§ Your goal: Exact reproduction required: the lines below from the line with "Target: chamomile flower" to the line with "Target: yellow flower center", both ends included, and no others.

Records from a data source
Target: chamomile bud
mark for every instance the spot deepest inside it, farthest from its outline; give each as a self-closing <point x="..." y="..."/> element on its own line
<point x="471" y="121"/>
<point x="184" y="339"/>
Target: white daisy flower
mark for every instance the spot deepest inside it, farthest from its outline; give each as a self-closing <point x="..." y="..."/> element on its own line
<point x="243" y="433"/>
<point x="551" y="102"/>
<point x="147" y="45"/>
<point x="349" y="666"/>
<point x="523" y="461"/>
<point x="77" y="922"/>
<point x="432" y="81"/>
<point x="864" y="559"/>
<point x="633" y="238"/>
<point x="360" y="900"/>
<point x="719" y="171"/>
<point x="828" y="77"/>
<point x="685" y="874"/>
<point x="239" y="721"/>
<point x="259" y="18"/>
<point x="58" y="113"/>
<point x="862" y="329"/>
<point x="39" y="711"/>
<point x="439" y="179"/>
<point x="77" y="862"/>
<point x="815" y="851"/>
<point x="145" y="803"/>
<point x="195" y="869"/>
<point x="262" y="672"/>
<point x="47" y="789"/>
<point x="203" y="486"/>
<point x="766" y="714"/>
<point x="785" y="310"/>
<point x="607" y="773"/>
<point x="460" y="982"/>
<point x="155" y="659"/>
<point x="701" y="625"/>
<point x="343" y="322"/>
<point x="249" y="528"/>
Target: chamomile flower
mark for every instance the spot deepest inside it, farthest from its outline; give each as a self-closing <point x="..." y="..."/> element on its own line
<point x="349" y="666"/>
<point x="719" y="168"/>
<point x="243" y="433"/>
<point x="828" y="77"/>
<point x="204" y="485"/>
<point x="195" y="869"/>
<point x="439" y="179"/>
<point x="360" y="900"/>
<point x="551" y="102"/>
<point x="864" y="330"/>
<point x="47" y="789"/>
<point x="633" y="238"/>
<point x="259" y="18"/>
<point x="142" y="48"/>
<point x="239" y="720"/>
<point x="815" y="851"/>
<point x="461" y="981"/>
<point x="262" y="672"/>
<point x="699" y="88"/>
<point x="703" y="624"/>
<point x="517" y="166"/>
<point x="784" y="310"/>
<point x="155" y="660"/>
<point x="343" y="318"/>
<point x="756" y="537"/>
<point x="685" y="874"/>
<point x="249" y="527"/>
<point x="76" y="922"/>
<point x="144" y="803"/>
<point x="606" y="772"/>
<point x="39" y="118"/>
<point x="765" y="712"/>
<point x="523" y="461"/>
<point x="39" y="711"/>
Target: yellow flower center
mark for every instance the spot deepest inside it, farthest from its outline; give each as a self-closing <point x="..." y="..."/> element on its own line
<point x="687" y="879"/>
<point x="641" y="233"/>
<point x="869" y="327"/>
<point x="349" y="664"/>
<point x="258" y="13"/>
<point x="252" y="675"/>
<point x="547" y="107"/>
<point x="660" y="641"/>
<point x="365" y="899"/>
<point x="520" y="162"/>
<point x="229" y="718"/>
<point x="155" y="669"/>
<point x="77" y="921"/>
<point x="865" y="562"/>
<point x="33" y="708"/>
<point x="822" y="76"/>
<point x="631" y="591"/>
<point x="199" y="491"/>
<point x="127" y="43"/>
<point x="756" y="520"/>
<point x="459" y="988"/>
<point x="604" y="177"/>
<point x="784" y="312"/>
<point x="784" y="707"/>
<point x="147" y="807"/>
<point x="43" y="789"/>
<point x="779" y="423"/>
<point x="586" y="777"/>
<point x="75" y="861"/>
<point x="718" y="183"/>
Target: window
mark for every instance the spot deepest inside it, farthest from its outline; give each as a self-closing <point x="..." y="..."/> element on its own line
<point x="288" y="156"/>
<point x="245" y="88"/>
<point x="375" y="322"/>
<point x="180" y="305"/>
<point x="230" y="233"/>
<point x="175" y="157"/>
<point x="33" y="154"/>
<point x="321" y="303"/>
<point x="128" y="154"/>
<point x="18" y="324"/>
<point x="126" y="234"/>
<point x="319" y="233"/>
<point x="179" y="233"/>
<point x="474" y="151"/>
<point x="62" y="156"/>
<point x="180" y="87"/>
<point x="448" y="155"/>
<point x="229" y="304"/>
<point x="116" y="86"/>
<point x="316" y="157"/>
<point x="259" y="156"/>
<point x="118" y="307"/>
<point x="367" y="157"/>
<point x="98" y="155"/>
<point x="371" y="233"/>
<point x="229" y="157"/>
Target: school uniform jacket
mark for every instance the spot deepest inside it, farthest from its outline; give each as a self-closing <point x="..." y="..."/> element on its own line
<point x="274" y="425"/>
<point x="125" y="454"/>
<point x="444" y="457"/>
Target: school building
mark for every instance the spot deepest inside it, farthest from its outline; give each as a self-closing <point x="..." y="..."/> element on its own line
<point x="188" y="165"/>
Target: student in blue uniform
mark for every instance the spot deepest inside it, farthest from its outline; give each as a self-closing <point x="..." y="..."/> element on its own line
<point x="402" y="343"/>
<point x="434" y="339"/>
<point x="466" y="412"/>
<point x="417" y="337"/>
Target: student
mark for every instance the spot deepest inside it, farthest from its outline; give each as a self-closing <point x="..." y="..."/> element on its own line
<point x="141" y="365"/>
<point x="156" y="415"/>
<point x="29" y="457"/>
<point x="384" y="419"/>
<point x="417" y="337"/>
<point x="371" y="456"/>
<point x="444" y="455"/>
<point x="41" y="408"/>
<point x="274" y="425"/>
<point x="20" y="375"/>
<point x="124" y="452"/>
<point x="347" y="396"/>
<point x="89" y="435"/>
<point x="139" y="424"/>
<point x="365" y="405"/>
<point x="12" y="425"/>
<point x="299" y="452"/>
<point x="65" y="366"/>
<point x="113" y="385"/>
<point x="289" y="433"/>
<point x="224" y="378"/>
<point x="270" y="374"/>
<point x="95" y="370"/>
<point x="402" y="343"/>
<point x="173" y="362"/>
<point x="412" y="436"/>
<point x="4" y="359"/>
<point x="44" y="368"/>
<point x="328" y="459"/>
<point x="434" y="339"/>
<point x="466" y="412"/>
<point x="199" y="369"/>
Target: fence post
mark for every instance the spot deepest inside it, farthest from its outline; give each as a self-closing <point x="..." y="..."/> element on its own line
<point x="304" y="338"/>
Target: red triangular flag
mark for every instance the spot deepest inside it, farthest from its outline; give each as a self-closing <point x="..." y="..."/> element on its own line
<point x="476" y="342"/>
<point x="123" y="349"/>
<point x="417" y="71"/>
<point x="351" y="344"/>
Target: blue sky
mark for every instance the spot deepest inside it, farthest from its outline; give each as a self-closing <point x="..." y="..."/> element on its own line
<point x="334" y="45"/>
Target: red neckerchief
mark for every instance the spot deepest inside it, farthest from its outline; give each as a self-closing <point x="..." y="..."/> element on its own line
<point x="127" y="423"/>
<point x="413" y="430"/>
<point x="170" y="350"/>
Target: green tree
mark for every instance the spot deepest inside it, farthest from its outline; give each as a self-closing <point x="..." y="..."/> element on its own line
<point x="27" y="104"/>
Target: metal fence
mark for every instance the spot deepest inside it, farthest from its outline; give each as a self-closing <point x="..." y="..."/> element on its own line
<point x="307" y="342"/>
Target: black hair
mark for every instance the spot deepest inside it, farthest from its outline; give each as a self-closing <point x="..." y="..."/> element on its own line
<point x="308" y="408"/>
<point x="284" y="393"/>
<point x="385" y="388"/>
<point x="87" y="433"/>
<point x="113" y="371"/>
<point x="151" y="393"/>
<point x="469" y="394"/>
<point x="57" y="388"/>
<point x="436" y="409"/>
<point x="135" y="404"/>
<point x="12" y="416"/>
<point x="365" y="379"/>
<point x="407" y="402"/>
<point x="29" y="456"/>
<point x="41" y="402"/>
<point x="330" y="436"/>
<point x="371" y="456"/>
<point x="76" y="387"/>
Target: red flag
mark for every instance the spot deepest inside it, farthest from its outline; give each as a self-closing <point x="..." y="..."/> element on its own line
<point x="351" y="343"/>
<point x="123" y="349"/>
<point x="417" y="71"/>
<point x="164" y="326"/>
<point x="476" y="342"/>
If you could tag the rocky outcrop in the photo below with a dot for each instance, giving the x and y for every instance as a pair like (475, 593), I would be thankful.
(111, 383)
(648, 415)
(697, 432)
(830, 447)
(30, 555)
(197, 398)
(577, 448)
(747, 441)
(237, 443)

§ Answer section:
Target: chamomile flower
mark for every instance the spot deepest inside it, farthest from its outline; give each as a self-closing <point x="..." y="..."/> element on its own line
<point x="349" y="666"/>
<point x="719" y="168"/>
<point x="243" y="433"/>
<point x="828" y="77"/>
<point x="204" y="485"/>
<point x="195" y="869"/>
<point x="439" y="179"/>
<point x="360" y="900"/>
<point x="551" y="102"/>
<point x="864" y="330"/>
<point x="47" y="789"/>
<point x="633" y="238"/>
<point x="259" y="18"/>
<point x="142" y="48"/>
<point x="239" y="720"/>
<point x="815" y="851"/>
<point x="461" y="981"/>
<point x="262" y="672"/>
<point x="699" y="88"/>
<point x="703" y="624"/>
<point x="517" y="166"/>
<point x="784" y="310"/>
<point x="155" y="660"/>
<point x="343" y="318"/>
<point x="756" y="537"/>
<point x="685" y="874"/>
<point x="249" y="527"/>
<point x="76" y="922"/>
<point x="144" y="803"/>
<point x="606" y="772"/>
<point x="39" y="118"/>
<point x="765" y="712"/>
<point x="523" y="461"/>
<point x="39" y="711"/>
Target: yellow flower center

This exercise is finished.